▶ Records for processing:
● ● ● ● ●

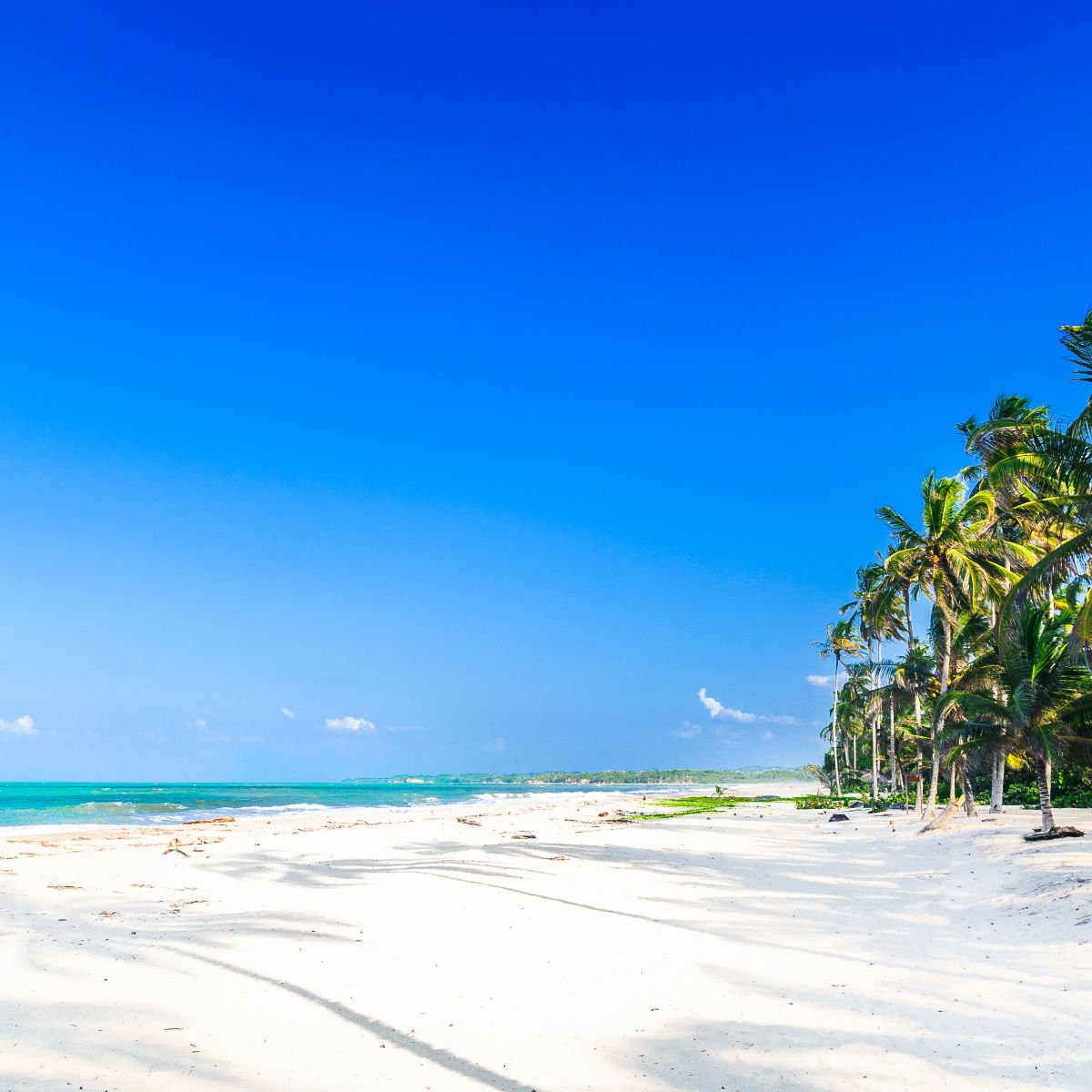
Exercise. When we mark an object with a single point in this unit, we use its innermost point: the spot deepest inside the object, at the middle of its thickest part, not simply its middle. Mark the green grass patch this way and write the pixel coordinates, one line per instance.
(691, 806)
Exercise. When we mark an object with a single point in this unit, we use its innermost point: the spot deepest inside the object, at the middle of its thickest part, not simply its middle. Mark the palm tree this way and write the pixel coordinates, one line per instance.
(915, 675)
(956, 562)
(842, 643)
(877, 609)
(1044, 707)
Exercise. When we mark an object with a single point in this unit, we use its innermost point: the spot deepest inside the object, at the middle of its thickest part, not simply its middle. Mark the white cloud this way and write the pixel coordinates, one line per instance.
(21, 726)
(721, 713)
(349, 724)
(687, 732)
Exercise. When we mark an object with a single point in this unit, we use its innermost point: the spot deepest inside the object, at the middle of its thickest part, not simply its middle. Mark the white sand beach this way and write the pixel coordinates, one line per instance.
(763, 948)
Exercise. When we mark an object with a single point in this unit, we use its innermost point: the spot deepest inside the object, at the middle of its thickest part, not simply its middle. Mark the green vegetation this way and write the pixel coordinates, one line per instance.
(824, 803)
(692, 806)
(999, 686)
(599, 778)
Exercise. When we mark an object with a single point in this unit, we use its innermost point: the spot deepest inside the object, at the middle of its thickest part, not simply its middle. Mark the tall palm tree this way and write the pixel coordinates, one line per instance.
(842, 643)
(1036, 693)
(877, 610)
(956, 562)
(915, 674)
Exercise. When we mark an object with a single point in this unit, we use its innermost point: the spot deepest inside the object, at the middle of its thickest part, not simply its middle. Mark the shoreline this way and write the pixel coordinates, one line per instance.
(211, 814)
(399, 948)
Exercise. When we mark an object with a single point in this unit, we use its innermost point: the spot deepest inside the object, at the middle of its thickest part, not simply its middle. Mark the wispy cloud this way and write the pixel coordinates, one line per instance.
(349, 724)
(688, 731)
(201, 726)
(21, 726)
(721, 713)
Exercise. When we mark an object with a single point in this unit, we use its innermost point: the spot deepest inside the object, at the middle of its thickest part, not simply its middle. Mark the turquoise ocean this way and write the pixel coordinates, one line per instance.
(25, 803)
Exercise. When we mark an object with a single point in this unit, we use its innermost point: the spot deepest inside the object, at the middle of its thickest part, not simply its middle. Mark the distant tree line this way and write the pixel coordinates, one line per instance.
(998, 688)
(598, 778)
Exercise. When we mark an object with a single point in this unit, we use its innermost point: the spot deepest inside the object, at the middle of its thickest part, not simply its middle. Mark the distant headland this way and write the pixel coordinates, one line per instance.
(596, 778)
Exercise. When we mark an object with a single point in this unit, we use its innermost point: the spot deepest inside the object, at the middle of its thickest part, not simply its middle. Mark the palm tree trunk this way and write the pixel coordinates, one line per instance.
(1043, 774)
(969, 791)
(938, 720)
(876, 722)
(997, 784)
(895, 760)
(917, 785)
(917, 733)
(834, 734)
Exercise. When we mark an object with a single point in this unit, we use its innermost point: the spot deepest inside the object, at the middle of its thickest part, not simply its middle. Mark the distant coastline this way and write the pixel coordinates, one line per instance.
(595, 778)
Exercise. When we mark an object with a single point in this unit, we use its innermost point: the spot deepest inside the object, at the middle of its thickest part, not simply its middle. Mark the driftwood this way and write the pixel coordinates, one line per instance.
(1048, 835)
(945, 817)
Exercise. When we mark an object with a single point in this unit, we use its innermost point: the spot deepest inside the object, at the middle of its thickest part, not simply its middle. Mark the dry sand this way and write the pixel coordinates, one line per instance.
(403, 949)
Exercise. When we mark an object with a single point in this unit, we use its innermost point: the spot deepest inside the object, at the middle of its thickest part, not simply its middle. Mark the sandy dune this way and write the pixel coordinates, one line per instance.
(404, 949)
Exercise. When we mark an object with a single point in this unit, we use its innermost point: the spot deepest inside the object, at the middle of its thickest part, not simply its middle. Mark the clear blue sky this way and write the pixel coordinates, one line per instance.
(496, 376)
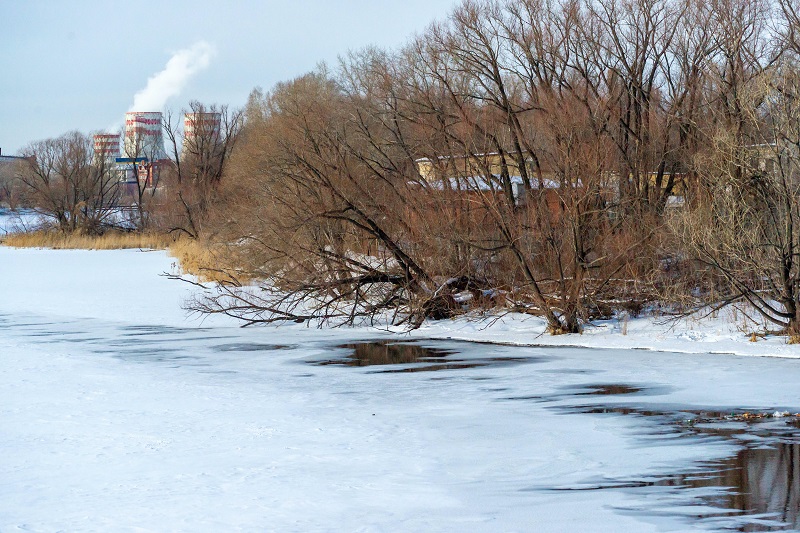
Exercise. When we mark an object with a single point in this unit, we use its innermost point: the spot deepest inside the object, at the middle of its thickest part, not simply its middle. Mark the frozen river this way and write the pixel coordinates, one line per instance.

● ● ● ● ●

▶ Given task: Rewrite all the items above, swapping "innermost point" for "interior point" wherever it occurs and keeping everything else the same. Omit the pictures.

▶ Response below:
Exercise. When we mark an object with a single point in this unit, we use its interior point: the spot deepest inside the object, at the middle of its thickest part, not simply its middle. Mark the green grass patch this way and write the pixel coordinates, one line per instance.
(691, 806)
Exercise. When we mark an object with a single point in this unit, we use its interior point: the spot deepest inside the object, at the middle of its thickest part, not simply its middle. Mark the palm tree this way and write the pixel coordinates, one line per instance.
(915, 675)
(956, 562)
(842, 643)
(877, 609)
(1044, 707)
Exercise. When we mark an object with a single point in this unit, we use its interior point: the spot deepest inside the object, at the middle of its thickest part, not simply its middle. Mark the white cloud this way and write the pixel coordinates, one line per instance.
(21, 726)
(721, 713)
(349, 724)
(687, 732)
Exercise. When we mark an object with a single point in this unit, we use its interior point: the spot deepest inside the object, at the middle of its thickest part, not simply its middle. Mark the white sand beach this way and write the pixel coordinates, one line per instance.
(763, 948)
Exercise. When we mark an object with a single point in this unit, we use its interior point: the spot deepest inside the object, at the middle of its thickest part, not simply its middle. Mark the green vegetation this way and write the pixel coordinates, one line per instance.
(824, 803)
(692, 806)
(999, 686)
(599, 778)
Exercise. When we mark an object with a single point in this unit, we use its interior point: the spot deepest inside the object, at the middle of its thickest part, not simply its middle. Mark the tall palm tree this way and write the pixel coordinates, one line per instance.
(842, 643)
(1036, 693)
(877, 610)
(956, 562)
(915, 674)
Exercise. When we mark an object with a single point in this unit, we use its interior point: the spot deepest inside the object, at the middle of its thickest part, not simply its middle. Mark the shoreline this way and write the pixel coordinates, one line per instance.
(211, 814)
(399, 948)
Exercise. When we mark an object with a single point in this unit, we use its interior point: the spot deepest inside the object, at the middle of its thickest part, not simply its middle. Mark the wispy cloud this way and write the pixel coordinates, one line per instance.
(349, 724)
(688, 731)
(201, 726)
(21, 726)
(721, 713)
Exercise. When we mark an object with a single point in this unit, we use its interior point: the spot deepest inside the object, at the middle of its thickest part, not simply its middle. Mark the turquoise ocean this way and write the pixel coordinates, one line per instance.
(25, 803)
Exercise. When we mark an object with a single point in this unit, we use its interior point: the spot deepest inside the object, at the middle of its thickest part, not simply its middle. Mark the distant tree line this way and write the pixel coordinates, one line per instance.
(998, 688)
(598, 778)
Exercise. When we mark an object with a single point in this unit, we use its interior point: the spot deepest inside the object, at the middle of its thickest part, not simply its middle. Mark the distant headland this way and write the pixel coordinates, one line per instance.
(596, 778)
Exercise. When we mark an object with a single point in this unit, we use its interior point: the spot deepest inside the object, at the middle of its thickest part, not simply its middle. Mark the palm tree trunk this way and write the pixel coordinates, one line per instance.
(1043, 774)
(969, 791)
(938, 720)
(876, 722)
(997, 784)
(895, 760)
(917, 785)
(917, 733)
(834, 734)
Exercise. When we mark an object with a single point in this unit, we use its interior point: the spot deepest inside the object, at the middle of its thickest part, not simply its middle. Mark the distant coastline this way and write the pixel coordinates, one line per instance.
(595, 778)
Exercise. When we mark an object with a single point in this unit, we use its interior point: the spot deepest inside the object, at the middle of its thickest part, not simply its middle. Mark the driftwood this way and write the pixel coordinates, one line per instance.
(1048, 835)
(945, 817)
Exercise. When we mark an object with a single point in this unit, we use its interior point: the spot deepest inside the object, at the middle of its thickest part, not simply its middle. Mark the dry sand this way and write the pixel coordinates, one line per instance.
(403, 949)
Exercise. When we mark an object with a single point in this unit, we use its interior point: the spot deepest inside the object, at the middle of its thickest part, not simply its middle. Mark the sandy dune this way and write the pixel coordinates, one line per instance.
(404, 949)
Exercise. When we mark an object with a single point in this unit, we use its interior point: the spot deepest inside the object, at the middle of its thickest part, not simply its middle. Mark the clear blue sky this way and write the pixel coordinates, one line per instance.
(496, 376)
Exercise. When we mark an object with a single point in this unit, we use its interior point: the spot deepest inside the object, at the middle of its thickest part, not simply its middle. Mark the frozen river this way and write the pixel coordinates, one line per instance.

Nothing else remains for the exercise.